--- begin Material for this task ---
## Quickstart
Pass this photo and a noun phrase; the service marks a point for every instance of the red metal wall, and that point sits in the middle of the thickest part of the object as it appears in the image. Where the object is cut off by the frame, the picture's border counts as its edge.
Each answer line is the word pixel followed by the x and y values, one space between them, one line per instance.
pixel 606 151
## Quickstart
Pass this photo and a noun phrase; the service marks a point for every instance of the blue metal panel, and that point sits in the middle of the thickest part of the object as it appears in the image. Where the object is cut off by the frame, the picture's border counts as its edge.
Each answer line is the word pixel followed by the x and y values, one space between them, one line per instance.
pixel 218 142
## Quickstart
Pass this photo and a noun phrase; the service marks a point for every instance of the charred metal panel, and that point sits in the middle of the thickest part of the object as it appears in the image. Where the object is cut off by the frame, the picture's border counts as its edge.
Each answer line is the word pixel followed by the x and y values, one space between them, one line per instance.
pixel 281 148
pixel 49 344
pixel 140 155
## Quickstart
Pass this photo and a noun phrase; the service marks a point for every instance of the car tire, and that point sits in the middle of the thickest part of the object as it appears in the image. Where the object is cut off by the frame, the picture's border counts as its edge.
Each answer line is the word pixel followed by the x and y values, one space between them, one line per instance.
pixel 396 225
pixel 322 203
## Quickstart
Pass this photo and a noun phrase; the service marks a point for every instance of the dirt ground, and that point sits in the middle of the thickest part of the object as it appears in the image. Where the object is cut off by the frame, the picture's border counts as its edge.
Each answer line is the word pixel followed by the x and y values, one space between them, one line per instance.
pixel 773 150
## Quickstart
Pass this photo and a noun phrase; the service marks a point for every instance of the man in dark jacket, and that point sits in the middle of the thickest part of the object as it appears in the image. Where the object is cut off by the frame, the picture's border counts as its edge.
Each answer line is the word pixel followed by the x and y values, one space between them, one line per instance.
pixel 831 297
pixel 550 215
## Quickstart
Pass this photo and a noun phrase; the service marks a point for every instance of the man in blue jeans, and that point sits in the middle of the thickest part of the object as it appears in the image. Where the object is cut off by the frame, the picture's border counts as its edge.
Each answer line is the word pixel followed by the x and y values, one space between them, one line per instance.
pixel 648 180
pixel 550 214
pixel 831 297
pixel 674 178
--- end Material for this task ---
§ Aim: Scale the material from its start up to and including the line with "pixel 218 142". Reproduce those lines with the requests unchanged, multiply every x and y coordinate in the answers by 2.25, round to whole numbers with halves going up, and give nothing beyond that span.

§ Task result:
## Quickstart
Pass this photo and a noun phrase; the service marks a point for every instance of the red metal wall, and that point sits in the middle of the thickest part of the object as it appears in the image. Where the object is cut off by the frame, the picture's border counts as its edge.
Each answer line is the word pixel followed by the x and y values, one space between them, one line per instance.
pixel 1364 340
## Quickstart
Pass this photo and a noun phrase; the service marks a point for every instance of the blue metal panel, and that point sits in the middle of the thickest part of the object as it appears in the image. Where the object is cut off by the frame, the picture's border counts as its edge.
Each answer line is the word pixel followed by the x and y values, one space between them, one line per instance.
pixel 491 320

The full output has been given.